**What is required:** Report how many rows below contain the string "crowd". Give only the number.

[Raw records]
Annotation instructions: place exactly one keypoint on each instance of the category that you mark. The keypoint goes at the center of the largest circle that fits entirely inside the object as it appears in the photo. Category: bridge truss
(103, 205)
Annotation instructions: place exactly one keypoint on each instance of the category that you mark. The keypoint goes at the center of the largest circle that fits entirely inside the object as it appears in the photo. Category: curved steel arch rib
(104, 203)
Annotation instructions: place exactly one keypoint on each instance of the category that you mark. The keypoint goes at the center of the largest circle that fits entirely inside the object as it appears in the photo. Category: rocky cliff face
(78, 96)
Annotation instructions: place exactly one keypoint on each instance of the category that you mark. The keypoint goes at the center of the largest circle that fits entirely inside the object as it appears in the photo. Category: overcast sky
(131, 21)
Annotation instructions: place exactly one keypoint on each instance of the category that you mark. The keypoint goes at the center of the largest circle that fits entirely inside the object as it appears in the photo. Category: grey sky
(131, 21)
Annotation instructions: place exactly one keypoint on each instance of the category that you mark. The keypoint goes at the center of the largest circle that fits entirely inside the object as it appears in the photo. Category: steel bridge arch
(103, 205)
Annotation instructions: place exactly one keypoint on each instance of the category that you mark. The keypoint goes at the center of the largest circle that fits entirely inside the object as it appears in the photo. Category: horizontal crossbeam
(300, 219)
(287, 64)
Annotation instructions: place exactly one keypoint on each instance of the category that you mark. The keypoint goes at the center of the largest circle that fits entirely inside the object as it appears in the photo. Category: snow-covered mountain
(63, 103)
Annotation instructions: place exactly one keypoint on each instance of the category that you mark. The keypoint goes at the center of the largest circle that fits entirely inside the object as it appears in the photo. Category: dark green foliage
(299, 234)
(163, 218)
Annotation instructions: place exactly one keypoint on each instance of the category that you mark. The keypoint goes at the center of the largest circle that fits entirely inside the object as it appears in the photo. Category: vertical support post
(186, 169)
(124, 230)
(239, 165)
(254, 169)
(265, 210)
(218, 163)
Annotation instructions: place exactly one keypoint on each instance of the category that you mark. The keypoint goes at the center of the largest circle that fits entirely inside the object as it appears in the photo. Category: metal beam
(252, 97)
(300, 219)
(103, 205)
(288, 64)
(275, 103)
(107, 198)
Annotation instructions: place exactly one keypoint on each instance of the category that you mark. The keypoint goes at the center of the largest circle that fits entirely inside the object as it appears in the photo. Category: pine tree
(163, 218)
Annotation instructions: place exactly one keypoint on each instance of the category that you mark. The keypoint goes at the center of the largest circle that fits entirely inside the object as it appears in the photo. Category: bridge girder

==

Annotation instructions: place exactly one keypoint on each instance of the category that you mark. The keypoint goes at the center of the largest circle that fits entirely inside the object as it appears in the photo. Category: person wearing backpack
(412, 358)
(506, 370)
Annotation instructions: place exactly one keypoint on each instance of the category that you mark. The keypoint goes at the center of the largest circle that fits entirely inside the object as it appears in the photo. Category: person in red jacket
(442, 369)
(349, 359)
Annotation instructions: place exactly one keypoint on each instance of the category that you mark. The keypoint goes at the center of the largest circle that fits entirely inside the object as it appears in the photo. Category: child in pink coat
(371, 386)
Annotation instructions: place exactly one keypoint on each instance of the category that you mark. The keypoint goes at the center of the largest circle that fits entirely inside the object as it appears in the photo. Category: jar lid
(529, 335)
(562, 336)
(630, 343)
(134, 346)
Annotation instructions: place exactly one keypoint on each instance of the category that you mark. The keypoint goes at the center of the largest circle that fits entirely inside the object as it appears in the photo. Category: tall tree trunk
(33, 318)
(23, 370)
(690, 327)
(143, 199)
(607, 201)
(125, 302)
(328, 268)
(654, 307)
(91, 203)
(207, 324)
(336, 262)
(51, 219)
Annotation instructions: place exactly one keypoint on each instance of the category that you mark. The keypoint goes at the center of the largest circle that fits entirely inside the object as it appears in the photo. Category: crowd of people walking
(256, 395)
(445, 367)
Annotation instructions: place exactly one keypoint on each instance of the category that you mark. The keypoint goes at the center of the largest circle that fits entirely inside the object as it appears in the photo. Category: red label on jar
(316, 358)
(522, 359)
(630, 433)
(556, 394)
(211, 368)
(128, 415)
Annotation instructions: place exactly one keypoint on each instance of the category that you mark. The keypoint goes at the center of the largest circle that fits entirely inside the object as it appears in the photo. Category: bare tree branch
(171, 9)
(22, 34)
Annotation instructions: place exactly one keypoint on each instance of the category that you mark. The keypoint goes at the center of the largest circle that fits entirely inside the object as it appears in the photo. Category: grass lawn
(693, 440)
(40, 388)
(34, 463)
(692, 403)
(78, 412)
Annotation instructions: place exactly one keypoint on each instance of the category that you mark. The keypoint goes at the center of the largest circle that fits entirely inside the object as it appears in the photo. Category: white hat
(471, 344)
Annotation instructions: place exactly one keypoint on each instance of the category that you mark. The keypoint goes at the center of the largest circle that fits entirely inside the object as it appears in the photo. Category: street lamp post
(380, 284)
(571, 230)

==

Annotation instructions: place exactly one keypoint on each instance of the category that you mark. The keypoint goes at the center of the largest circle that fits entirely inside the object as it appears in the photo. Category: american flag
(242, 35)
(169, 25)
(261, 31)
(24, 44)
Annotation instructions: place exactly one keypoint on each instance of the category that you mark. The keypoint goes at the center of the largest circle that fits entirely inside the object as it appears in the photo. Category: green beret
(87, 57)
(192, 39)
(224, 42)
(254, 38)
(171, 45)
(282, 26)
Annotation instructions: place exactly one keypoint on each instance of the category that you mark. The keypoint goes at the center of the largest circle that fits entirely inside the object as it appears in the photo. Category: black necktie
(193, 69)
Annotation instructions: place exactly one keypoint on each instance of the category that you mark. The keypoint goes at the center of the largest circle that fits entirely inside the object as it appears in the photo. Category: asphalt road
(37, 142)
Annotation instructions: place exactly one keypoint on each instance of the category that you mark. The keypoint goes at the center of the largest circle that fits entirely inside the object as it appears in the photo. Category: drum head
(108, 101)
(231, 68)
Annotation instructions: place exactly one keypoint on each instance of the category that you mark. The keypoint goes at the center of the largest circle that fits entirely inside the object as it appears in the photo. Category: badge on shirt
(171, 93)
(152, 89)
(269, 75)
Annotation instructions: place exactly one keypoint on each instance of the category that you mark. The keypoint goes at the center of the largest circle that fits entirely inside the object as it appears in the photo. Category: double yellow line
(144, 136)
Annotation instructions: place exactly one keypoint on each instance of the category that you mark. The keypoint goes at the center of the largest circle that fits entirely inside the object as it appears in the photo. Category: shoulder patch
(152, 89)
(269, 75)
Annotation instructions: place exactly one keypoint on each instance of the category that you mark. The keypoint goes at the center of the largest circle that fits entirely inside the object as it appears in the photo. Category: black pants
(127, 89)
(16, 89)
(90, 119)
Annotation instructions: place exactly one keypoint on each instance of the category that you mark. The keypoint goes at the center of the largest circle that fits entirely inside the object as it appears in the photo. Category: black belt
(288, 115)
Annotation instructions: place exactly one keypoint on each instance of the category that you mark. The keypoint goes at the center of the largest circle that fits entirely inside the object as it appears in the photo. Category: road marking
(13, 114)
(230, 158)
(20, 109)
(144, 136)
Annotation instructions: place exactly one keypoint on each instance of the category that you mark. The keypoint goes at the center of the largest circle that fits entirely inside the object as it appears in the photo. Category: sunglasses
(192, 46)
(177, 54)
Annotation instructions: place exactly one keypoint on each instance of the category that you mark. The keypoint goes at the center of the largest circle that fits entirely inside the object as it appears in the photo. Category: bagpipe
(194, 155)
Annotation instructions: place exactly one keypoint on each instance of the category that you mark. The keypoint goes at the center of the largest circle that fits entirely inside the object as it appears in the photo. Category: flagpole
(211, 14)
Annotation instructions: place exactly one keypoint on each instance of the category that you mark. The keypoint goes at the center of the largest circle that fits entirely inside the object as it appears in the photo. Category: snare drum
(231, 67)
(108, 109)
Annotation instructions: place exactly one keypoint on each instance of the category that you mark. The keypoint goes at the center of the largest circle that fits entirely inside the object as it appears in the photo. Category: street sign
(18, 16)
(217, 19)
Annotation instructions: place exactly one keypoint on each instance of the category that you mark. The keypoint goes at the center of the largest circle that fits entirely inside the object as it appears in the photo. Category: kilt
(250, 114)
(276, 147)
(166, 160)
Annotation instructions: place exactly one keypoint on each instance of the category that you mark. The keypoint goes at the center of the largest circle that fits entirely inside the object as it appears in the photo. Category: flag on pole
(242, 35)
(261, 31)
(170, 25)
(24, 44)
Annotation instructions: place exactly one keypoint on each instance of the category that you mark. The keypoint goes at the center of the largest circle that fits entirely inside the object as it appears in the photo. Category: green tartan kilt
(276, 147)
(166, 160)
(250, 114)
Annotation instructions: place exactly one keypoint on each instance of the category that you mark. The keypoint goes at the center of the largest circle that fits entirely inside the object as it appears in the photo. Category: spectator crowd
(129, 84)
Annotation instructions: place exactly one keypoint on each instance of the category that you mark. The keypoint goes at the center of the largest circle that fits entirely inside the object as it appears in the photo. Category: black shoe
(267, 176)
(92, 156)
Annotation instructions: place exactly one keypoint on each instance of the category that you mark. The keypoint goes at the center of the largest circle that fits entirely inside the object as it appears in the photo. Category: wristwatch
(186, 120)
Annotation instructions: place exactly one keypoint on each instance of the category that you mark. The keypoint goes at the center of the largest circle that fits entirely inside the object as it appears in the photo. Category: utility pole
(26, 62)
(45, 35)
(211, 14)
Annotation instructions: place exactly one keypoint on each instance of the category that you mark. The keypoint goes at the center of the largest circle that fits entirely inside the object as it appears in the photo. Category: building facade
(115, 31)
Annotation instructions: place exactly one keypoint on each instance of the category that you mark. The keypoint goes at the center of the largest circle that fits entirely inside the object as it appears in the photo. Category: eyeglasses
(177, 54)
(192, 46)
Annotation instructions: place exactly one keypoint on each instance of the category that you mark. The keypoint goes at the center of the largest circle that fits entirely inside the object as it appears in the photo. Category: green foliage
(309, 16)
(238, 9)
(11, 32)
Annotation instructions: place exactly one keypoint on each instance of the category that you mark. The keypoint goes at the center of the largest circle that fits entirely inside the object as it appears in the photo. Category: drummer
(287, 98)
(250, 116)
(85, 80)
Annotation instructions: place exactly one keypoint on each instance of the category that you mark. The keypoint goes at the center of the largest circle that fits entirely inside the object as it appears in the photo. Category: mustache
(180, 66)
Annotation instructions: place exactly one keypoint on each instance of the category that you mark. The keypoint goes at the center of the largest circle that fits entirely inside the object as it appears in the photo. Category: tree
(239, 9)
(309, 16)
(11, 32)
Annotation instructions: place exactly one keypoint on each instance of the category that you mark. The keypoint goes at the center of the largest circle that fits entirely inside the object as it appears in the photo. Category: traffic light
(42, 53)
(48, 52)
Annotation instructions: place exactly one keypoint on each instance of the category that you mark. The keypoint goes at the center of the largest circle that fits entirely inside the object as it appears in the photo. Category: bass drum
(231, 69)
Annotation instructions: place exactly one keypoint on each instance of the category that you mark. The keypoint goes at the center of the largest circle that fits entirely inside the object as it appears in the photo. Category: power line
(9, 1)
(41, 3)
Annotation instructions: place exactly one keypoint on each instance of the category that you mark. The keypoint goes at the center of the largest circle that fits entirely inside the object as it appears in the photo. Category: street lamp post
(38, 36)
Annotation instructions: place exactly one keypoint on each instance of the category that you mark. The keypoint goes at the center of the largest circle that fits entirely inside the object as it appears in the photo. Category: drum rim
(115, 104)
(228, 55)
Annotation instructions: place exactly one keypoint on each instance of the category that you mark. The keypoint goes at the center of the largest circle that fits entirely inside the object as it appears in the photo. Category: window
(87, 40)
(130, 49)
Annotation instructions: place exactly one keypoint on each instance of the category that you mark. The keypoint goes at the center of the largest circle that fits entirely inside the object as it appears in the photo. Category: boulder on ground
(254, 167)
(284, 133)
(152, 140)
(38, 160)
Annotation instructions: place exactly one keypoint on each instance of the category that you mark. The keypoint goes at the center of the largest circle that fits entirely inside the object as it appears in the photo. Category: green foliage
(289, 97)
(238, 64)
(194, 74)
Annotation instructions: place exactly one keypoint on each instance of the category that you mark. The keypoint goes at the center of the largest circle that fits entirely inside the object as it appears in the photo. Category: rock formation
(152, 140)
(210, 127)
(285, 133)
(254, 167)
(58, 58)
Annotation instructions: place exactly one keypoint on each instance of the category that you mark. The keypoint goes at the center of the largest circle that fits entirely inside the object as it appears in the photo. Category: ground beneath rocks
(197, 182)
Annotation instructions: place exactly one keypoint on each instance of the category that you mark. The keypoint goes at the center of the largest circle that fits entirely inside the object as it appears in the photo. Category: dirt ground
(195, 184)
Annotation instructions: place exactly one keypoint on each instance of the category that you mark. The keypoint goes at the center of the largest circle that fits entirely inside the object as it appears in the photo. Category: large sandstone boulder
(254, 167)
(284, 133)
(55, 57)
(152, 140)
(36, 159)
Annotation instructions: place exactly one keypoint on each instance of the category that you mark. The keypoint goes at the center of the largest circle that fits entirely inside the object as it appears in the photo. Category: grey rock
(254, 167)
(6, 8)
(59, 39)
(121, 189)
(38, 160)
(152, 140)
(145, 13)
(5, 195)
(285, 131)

**Answer for the task:** 2